[Referring expression data]
>>>>>

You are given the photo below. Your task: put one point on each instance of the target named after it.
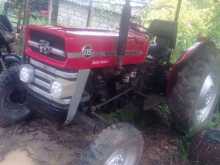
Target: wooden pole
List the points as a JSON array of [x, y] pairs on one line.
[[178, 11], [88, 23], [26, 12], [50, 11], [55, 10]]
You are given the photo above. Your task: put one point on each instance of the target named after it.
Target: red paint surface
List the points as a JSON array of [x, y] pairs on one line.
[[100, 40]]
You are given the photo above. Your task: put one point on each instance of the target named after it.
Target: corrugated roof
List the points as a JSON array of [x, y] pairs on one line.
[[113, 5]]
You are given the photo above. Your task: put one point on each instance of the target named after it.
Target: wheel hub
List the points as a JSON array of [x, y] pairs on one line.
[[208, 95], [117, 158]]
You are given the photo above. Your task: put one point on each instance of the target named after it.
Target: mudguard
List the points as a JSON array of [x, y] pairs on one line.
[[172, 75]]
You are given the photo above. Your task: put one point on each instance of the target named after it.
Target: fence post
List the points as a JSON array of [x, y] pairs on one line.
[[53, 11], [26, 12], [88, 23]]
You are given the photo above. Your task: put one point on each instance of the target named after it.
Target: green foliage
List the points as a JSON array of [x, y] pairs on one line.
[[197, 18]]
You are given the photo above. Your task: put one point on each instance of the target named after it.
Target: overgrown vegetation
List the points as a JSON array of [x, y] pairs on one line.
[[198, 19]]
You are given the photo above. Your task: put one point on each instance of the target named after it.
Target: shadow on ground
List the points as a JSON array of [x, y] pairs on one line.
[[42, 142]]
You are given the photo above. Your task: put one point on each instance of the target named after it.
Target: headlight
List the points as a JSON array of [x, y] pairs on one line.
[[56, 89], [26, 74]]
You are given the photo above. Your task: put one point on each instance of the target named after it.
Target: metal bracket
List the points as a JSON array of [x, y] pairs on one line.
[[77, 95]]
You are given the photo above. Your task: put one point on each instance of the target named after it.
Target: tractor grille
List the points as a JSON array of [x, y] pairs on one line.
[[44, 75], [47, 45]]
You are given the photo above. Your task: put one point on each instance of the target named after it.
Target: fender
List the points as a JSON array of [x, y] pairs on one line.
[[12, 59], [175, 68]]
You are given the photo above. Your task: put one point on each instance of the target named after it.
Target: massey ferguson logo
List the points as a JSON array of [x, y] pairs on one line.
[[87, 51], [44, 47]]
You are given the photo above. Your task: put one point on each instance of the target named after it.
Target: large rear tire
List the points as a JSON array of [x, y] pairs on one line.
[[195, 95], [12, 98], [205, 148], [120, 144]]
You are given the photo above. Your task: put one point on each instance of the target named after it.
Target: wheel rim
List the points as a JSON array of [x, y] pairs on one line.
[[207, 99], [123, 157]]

<<<<<

- About this exercise
Quote the entries above word for word. Leave the images out.

- Output below
You are given the photo below. Your task: put one point on each instance of the target named after it.
Target: wooden pole
List the points as a JSON array of [x, y] pairs on one line.
[[178, 11], [88, 23], [26, 12], [50, 11], [55, 10]]
You are given the photo above. Your task: put one point on each instance of the target named after it.
Target: red paint surface
List the points as a JSON array of [x, y] pairs on one line.
[[100, 40]]
You are given the photo above. Your task: put one point on each instance of the target named after it.
Target: corrugated roof
List the points as a JSON array of [x, y] pairs on one line.
[[113, 5]]
You are given the photo above. Your task: put one point on each instance of the target named after it.
Target: wheel hub
List the points as a JSON array of [x, y] pairs on one line.
[[208, 95], [117, 158]]
You are given the photo above. Your task: put one point on each instance of the target named after it.
Target: mudguard
List the points as a JSON array of [x, y] pairs on one line.
[[172, 75]]
You are given the photo above. Your task: put one point on each instance of the target named after it.
Target: fence post
List the points as a JSON array of [x, y] pairs on one line.
[[53, 11], [26, 12], [88, 23]]
You are given the photo above. Your task: put one point on each instance of the target named after it.
Target: green foliage
List the points as a JSON array of [x, y] pairs on one line.
[[197, 18]]
You are given the photo above. Your task: put one point on each instance of the target named after it.
Target: overgrown vegetation
List the points as a JSON array of [x, y] pairs on one line.
[[198, 19]]
You are given the photo above. Your task: put one point on each instance of the target named after it.
Target: shadow on ground
List the points as a JSON array of [x, y] pairs on one line.
[[42, 142]]
You are given the photo above. Your task: put one point on each instance of the target named after it.
Target: headlight
List the points as a JSON array of [x, y] pairs on one line.
[[56, 89], [26, 74]]
You are given the photo above. Your task: put one point on each instance of the target named after it.
Target: metal bracket
List the points as a JSON array of [x, y] pairs on one line.
[[77, 95]]
You are given the photo above. Your task: put one point on each instance of the target named after it.
Target: tractor grille
List the points as a JSON array of [x, y] pairs on one line.
[[44, 75], [47, 45]]
You are given the photo above. Your task: put one point on each instance of the target named after it.
Target: fender
List the points as a JSON array of [x, y] pairs on one line.
[[12, 59], [175, 68]]
You are given the photo above. Your task: put one point on each instance of the target named after it.
Target: massey ferguson logo
List the points as a JSON array of [x, y] pairs on one line.
[[87, 51], [44, 47]]
You are given the photo above. Your task: put one point on each instance of the target named after it.
Target: large rear tire
List the points as a JSON array of [x, y] pairs on one line.
[[195, 95], [12, 98], [205, 148], [120, 144]]
You are given the photo above. Your task: put one point on each instance of the target named after it.
Target: wheel rim
List the points as a JSON array of [x, y] pairs on one line.
[[207, 99], [123, 157]]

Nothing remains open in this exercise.